### Directions for this task:
In the records below, find every line that contains "rocky" and list it.

******

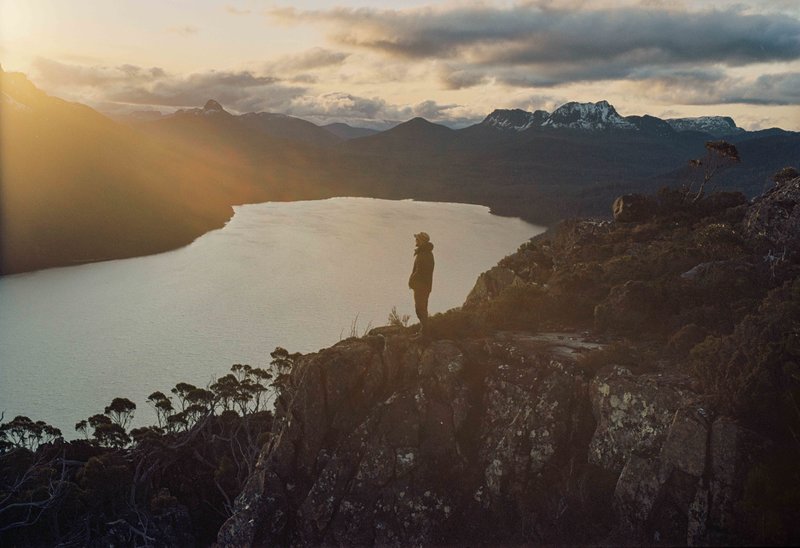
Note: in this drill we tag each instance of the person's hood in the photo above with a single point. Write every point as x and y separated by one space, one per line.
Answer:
424 246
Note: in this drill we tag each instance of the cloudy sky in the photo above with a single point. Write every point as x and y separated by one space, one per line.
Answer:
365 61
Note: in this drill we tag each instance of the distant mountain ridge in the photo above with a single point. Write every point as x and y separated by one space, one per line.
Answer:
79 187
602 116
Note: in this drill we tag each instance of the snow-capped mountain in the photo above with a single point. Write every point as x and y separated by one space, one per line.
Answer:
211 108
718 126
515 119
587 116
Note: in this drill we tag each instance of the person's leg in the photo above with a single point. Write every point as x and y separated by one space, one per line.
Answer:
421 308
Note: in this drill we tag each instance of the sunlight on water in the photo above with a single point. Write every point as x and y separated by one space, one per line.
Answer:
292 274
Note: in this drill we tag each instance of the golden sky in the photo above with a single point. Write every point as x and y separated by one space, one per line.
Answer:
451 62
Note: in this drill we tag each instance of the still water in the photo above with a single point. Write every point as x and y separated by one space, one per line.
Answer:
298 275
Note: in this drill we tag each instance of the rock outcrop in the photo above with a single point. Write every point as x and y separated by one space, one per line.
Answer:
774 219
509 437
385 440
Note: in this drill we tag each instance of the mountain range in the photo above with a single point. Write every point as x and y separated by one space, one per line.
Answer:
78 186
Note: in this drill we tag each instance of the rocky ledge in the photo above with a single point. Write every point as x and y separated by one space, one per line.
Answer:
389 441
513 436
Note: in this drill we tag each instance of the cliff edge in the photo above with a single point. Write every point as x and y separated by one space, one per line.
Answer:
606 383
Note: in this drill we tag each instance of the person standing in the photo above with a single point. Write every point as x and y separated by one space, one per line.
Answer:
421 279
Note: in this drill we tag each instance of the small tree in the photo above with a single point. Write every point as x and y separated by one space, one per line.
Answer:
396 320
23 432
720 155
121 411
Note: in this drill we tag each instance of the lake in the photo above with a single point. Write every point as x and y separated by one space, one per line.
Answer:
300 275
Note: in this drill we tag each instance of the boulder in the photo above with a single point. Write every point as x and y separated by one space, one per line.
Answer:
632 306
490 284
690 491
632 208
633 413
773 220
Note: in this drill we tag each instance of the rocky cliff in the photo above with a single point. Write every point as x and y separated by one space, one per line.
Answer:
499 431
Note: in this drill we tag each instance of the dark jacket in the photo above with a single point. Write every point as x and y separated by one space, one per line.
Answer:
422 274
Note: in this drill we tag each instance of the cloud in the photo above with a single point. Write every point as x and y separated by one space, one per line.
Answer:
311 59
710 89
375 112
544 44
184 30
241 91
233 10
55 74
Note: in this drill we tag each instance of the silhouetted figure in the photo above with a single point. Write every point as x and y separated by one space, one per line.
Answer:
421 279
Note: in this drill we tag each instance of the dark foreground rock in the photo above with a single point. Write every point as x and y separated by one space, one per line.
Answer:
389 441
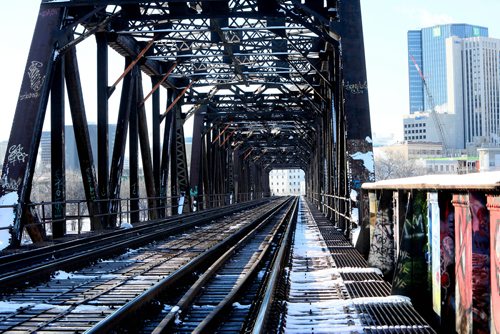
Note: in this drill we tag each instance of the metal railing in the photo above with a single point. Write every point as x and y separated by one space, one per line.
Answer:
75 217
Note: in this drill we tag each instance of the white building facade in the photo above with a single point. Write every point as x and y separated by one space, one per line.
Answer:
474 88
287 182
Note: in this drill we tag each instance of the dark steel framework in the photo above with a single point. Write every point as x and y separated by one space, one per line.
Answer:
269 83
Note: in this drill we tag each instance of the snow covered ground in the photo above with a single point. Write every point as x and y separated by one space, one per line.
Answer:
318 301
7 215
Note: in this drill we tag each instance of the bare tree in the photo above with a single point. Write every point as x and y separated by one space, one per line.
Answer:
393 165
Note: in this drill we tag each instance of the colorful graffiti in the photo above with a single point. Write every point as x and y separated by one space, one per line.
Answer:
447 263
381 253
435 250
494 206
463 266
411 272
480 262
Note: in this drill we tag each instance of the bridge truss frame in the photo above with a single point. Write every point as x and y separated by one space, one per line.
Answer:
269 84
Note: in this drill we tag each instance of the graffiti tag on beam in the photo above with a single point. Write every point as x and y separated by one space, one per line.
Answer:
34 73
356 88
16 154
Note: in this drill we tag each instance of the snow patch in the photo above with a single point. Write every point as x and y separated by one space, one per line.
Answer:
7 216
89 308
354 195
11 307
125 225
241 306
355 232
367 159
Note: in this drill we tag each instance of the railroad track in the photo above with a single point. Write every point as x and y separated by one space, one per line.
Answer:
20 268
329 288
98 297
220 301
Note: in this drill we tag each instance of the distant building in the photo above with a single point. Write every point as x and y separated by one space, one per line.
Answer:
474 89
286 182
411 150
421 127
459 165
489 159
427 49
71 156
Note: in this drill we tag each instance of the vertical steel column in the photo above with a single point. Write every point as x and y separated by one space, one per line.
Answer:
196 155
166 154
236 174
102 122
181 184
57 149
83 145
358 143
120 141
22 149
147 161
133 145
155 120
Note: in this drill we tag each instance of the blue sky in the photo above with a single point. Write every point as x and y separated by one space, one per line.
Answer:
385 24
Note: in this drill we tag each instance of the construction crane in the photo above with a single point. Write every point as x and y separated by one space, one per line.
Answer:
434 114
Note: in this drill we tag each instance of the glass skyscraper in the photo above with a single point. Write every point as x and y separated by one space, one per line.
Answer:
427 49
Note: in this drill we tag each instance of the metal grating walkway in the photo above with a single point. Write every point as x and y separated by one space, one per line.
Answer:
332 289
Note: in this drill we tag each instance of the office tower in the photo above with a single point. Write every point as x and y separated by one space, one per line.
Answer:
427 50
474 88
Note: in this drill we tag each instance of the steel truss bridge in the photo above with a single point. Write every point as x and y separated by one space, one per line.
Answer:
268 83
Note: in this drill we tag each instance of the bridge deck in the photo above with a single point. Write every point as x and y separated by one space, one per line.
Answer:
332 289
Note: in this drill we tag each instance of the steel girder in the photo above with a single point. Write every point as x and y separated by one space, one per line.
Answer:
271 84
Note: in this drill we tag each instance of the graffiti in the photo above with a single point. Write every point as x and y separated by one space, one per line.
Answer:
10 184
411 273
36 80
463 260
59 184
90 182
435 250
49 12
480 262
382 243
495 284
59 194
447 260
16 154
356 88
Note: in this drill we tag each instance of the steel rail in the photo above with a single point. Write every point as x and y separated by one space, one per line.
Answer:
273 281
115 319
26 265
165 324
210 321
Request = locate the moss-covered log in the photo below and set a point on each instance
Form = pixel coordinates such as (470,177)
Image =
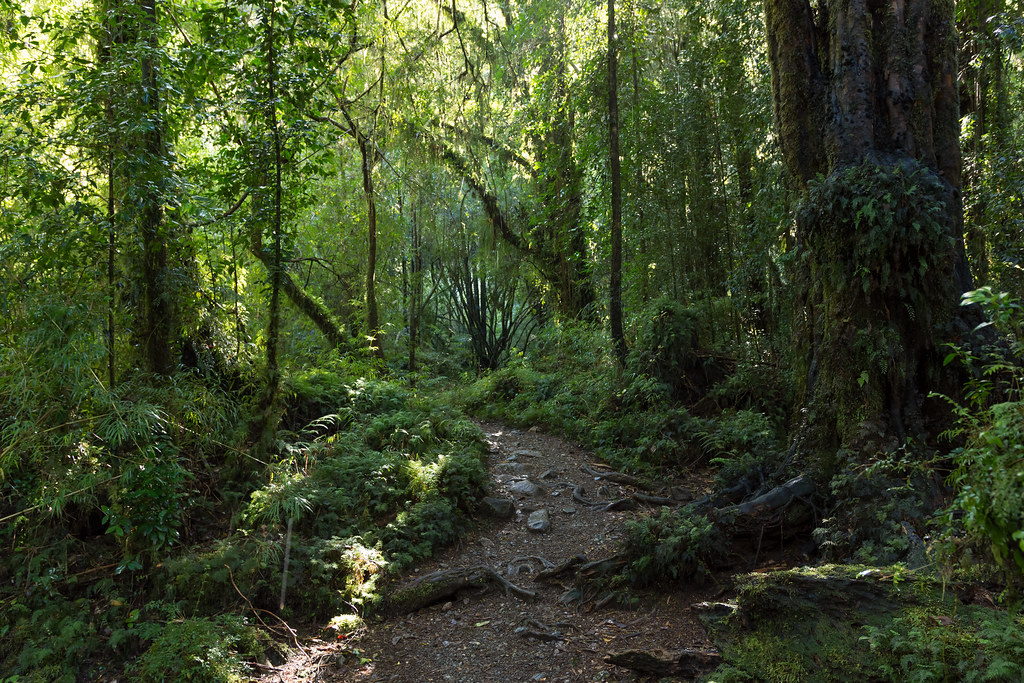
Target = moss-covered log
(309,306)
(855,624)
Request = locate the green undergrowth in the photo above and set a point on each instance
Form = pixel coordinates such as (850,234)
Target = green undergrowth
(636,419)
(148,535)
(843,623)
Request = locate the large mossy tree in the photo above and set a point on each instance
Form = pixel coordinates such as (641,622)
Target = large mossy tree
(866,110)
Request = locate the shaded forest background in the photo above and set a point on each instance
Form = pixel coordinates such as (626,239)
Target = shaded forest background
(259,261)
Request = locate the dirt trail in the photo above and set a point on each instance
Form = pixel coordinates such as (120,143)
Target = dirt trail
(502,638)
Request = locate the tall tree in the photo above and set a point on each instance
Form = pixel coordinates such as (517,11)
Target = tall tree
(615,288)
(865,94)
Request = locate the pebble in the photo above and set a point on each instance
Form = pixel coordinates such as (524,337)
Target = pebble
(539,521)
(525,487)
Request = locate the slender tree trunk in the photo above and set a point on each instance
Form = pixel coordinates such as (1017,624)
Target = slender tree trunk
(865,94)
(373,322)
(615,295)
(157,294)
(265,421)
(112,291)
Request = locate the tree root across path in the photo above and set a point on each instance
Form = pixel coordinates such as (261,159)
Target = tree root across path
(442,585)
(558,613)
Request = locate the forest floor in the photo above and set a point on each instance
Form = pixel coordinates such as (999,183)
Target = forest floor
(498,636)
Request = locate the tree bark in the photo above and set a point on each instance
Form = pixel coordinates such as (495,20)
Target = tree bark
(615,294)
(373,321)
(158,304)
(865,94)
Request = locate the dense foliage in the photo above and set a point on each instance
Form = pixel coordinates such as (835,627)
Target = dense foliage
(258,261)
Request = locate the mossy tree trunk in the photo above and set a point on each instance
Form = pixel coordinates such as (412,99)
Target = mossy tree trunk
(867,115)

******

### Task answer:
Note: in this drill we tag each instance of the rocky ledge in the photo above with a single point. Write every point as x and y separated by one space, one per line.
Note: in this drill we tag each instance of the rocky cliff in the photo above with a single point. Write every point as x and y separated by one space, one per line.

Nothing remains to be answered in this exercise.